Please give an exact transcription of the lines below, from the one that contains "For every instance of the blurred" to the very last, with no other lines.

*** RECORDED DATA Section Begins ***

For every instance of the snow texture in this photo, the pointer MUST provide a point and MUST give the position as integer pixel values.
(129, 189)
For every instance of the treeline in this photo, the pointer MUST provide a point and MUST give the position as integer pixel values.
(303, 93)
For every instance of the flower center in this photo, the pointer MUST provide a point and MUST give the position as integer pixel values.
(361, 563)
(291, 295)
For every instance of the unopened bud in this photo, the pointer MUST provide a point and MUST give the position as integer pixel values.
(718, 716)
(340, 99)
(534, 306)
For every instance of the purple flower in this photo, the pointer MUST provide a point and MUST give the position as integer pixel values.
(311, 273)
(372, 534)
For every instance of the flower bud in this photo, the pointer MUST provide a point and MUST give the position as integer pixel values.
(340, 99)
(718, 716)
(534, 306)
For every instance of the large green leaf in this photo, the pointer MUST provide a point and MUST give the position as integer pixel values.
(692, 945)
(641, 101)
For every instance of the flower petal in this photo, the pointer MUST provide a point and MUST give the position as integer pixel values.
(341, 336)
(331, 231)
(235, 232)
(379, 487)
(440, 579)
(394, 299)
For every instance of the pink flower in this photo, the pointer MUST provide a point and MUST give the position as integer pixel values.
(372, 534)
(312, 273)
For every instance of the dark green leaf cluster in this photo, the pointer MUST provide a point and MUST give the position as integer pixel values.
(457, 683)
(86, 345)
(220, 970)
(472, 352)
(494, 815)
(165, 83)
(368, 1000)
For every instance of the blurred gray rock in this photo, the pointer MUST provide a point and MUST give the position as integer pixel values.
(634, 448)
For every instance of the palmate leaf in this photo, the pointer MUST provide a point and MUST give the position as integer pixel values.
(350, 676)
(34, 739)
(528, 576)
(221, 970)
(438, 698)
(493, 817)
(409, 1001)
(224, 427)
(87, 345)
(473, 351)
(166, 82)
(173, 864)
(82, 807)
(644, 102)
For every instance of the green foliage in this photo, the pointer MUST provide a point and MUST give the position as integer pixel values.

*** RECORDED DATA Section Ends ***

• [EXERCISE OUTPUT]
For every instance of the blurred gray rock in this photo, the pointer MUST provide a point and MUST give the position as integer pixel values.
(634, 448)
For every instance of the palmate leaf in this photo, the pointer MUST provide a point and MUST give the position as integer pixel values.
(350, 676)
(34, 739)
(528, 576)
(221, 970)
(438, 698)
(493, 817)
(409, 1001)
(224, 427)
(87, 345)
(473, 351)
(166, 82)
(173, 864)
(82, 807)
(644, 102)
For every instance of the green foliage in this photo, the pointer MUST provide a point and MUST give the position as integer pixel values.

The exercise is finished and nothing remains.